Can you repeat, word for word, the lines of the items below, starting with the line that contains "of the scarf." and going on through the end of the items?
## begin The records
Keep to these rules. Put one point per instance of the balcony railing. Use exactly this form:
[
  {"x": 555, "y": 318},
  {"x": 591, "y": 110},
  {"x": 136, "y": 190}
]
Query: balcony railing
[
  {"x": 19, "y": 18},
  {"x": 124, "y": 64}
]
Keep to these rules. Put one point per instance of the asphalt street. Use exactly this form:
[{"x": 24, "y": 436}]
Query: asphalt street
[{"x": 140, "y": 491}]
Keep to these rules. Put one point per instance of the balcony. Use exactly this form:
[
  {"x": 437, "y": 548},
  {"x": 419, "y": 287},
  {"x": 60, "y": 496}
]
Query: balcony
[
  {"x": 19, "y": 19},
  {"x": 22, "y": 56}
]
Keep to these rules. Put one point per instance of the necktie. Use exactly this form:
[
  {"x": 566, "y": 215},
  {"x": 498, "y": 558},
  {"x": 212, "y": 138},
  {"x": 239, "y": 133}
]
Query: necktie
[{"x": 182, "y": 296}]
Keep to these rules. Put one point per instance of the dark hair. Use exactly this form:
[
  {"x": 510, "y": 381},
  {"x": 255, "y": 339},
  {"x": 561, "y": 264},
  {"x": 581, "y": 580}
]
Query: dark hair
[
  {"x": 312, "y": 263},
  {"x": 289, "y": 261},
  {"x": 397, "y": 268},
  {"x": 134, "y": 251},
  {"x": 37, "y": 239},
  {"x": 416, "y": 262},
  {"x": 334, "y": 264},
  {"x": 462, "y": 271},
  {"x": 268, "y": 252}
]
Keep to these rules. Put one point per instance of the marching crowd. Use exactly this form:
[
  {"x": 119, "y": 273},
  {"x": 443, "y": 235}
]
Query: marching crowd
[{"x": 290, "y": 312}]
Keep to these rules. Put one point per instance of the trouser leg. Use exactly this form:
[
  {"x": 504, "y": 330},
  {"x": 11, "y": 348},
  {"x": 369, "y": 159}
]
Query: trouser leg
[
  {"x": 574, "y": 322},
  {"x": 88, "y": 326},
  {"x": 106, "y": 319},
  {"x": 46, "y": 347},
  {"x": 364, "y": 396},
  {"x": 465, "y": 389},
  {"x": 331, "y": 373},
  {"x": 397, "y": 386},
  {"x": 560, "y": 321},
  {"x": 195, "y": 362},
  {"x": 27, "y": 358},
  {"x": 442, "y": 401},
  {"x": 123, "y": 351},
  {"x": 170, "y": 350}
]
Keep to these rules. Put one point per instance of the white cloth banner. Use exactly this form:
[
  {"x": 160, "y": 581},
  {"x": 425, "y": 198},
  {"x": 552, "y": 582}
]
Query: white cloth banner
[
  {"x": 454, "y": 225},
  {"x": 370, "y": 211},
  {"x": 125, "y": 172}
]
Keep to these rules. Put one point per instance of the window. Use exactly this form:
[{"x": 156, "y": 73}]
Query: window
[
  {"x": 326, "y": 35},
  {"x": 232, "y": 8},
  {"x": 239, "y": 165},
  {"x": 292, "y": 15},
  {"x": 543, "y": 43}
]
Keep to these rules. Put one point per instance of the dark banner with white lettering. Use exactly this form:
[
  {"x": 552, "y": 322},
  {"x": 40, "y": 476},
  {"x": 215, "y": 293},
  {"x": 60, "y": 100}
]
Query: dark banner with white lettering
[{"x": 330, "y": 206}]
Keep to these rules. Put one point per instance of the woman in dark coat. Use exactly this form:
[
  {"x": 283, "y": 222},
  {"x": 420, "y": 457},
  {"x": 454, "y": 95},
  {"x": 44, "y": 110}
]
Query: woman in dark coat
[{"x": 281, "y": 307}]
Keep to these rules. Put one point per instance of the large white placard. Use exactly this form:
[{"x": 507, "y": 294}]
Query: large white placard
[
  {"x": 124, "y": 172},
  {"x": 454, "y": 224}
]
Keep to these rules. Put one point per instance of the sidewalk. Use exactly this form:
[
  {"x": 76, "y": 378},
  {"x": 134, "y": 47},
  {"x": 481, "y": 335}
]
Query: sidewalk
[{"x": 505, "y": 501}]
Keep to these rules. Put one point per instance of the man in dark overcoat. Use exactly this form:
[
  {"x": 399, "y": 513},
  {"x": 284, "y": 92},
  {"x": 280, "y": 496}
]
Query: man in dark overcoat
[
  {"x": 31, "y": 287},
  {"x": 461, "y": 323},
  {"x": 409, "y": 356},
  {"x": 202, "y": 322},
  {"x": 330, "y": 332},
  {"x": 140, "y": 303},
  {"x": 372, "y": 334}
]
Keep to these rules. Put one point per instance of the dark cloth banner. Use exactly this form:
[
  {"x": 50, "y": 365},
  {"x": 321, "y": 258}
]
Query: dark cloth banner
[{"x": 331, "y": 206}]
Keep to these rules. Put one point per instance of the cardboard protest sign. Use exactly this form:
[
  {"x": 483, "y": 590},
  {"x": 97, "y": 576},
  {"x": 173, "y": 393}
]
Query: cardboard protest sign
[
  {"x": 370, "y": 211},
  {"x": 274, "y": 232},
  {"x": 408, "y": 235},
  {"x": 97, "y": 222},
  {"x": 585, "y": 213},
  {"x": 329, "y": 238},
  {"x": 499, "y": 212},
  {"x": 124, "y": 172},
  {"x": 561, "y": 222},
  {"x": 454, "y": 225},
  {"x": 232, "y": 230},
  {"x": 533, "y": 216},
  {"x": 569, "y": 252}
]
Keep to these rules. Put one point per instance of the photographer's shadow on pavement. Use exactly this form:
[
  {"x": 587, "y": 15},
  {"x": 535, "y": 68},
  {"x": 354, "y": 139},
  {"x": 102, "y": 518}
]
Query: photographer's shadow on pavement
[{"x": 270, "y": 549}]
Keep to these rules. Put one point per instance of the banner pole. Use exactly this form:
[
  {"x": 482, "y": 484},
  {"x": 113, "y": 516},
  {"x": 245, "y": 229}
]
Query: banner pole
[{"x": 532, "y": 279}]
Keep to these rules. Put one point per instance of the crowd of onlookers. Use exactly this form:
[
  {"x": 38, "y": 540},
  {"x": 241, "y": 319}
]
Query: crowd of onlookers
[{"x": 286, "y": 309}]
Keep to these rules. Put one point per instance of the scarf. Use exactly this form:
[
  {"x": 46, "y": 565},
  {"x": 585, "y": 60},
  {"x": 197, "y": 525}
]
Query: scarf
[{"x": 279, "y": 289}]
## end The records
→ Response below:
Keep to these rules. Put one point per instance of the scarf. Use exactly this form:
[
  {"x": 46, "y": 565},
  {"x": 585, "y": 60},
  {"x": 197, "y": 525}
]
Query: scarf
[{"x": 279, "y": 289}]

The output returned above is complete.